**Short exercise**
Copy out the following lines word for word, from the first to the last.

::: The records :::

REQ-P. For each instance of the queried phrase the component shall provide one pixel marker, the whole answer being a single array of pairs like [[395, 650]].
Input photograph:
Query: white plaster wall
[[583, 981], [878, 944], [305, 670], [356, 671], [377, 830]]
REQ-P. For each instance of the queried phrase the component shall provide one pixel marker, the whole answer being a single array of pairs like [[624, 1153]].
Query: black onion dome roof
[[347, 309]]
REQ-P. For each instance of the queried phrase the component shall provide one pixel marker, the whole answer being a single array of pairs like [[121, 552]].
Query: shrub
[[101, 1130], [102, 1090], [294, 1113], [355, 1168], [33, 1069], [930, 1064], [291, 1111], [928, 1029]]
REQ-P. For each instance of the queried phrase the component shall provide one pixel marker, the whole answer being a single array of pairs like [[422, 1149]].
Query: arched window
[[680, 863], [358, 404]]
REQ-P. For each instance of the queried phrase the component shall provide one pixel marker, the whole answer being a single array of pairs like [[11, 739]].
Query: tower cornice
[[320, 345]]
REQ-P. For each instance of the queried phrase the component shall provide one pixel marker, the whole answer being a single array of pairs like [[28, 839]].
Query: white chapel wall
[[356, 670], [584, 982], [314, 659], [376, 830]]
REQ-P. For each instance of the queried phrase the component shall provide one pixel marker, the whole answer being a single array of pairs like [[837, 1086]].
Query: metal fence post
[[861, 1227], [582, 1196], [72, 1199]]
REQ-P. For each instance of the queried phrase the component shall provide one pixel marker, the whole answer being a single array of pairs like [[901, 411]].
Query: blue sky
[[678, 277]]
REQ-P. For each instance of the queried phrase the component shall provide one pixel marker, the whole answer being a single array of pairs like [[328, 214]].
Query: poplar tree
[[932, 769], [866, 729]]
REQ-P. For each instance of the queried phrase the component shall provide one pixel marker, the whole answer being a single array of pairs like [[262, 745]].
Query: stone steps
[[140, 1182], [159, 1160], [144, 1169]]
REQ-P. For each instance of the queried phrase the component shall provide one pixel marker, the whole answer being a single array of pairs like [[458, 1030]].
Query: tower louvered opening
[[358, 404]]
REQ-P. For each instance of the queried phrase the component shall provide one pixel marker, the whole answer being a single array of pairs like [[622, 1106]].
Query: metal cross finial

:::

**Answer for the task**
REQ-P. For each instance of the queried phrase the component shall provide one pixel marker, the whole answer being a single array of pairs like [[395, 650]].
Input photograph:
Query: white plaster wall
[[583, 981], [878, 944], [305, 670], [356, 671], [377, 830]]
REQ-P. For each instance of the queried phrase the component shall provide one pixel marker, the whole answer being a single array of pairs like [[624, 1153]].
Query: black onion dome roof
[[347, 309]]
REQ-P. For each instance of the queried phrase the component shall provide one pixel marker, the whole answer being a single array of pairs like [[121, 552]].
Query: shrub
[[101, 1130], [102, 1090], [294, 1113], [355, 1168], [33, 1069], [930, 1064], [291, 1111], [928, 1029]]
REQ-P. For each instance of the queried phrase the component shall provide one pixel marker, the whole answer being a single array of pairs like [[422, 1149]].
Query: arched window
[[680, 863], [358, 404]]
REQ-P. For each instance of the queried phrase the component shall provide one pixel marker, the whole answer being a single array of pairs like [[11, 739]].
Query: tower cornice
[[320, 345]]
REQ-P. For each instance of the queried phrase the component shall provide one pixel marker, the whole answer being a single array of pairs like [[28, 839]].
Query: white chapel wall
[[356, 670], [584, 982], [314, 659], [376, 830]]
REQ-P. For each instance of the queried phrase the component shall provide one pixel marker, the whole answer being a single array of pairs like [[837, 1086]].
Query: metal fence post
[[861, 1227], [582, 1196], [72, 1199]]
REQ-P. For each instance of the queried phrase the component shall provide one pixel marker, the whole answer being a single array of pairs like [[901, 411]].
Query: blue sky
[[678, 277]]
REQ-P. For each instance of the queried phrase the component shall provide one pixel marker, the whole answer being a single array of pairs like [[328, 214]].
Query: poplar tree
[[932, 769], [866, 729]]
REQ-P. For each instance of the queried phrase the component shall provide one pixel marker, the whole answer being a single array of pairs like [[262, 745]].
Query: stone steps
[[140, 1182], [159, 1160], [144, 1169]]
REQ-P. For each instance of the queried phrase the component shall provide one pixel marker, the whole answer being a single array of pairs like [[458, 1030]].
Query: tower louvered opening
[[358, 404]]
REQ-P. For each instance of the queried phrase the component shall provide one pixel marker, the whole answer being a single array of pairs like [[622, 1106]].
Query: metal cross finial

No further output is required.